◆ Assignment ◆
Search the data for "aircraft" and copy every matching line.

◆ Stored data entries ◆
=======

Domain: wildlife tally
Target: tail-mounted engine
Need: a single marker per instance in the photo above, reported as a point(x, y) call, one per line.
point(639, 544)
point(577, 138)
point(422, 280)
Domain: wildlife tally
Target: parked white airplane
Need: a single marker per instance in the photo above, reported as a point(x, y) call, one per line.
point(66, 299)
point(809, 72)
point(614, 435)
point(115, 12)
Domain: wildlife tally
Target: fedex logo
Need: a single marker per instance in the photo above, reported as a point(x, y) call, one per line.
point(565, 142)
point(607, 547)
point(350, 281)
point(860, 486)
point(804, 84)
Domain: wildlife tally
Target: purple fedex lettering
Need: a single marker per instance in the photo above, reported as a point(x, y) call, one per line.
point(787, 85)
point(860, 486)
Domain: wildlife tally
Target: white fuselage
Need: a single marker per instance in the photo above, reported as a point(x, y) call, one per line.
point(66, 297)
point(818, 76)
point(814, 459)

=======

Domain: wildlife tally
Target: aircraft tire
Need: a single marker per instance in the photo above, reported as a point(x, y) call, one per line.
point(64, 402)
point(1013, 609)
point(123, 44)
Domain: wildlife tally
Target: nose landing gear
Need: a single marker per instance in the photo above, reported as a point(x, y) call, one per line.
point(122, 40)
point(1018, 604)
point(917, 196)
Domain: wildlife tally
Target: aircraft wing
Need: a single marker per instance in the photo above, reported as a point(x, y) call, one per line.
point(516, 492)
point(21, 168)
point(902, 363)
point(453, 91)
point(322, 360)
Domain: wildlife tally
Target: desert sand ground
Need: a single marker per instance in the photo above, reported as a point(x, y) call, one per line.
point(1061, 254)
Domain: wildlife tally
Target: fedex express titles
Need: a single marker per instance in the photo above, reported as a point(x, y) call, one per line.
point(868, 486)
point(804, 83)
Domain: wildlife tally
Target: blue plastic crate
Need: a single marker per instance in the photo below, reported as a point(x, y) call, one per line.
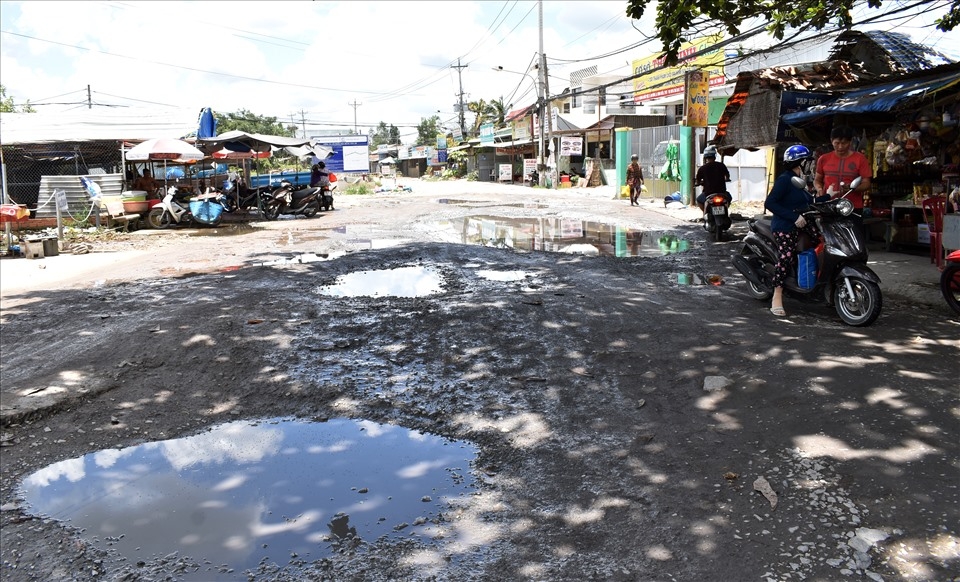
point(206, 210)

=======

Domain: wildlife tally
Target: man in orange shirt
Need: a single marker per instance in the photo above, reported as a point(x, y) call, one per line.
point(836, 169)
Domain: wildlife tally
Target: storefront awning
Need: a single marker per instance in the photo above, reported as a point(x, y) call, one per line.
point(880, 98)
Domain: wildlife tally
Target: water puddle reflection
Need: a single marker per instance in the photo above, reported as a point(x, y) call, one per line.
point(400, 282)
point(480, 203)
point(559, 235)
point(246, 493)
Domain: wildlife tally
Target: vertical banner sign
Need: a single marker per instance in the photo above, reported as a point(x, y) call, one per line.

=======

◆ Response for this exercise ◆
Target: aircraft tire
Target: aircraft wing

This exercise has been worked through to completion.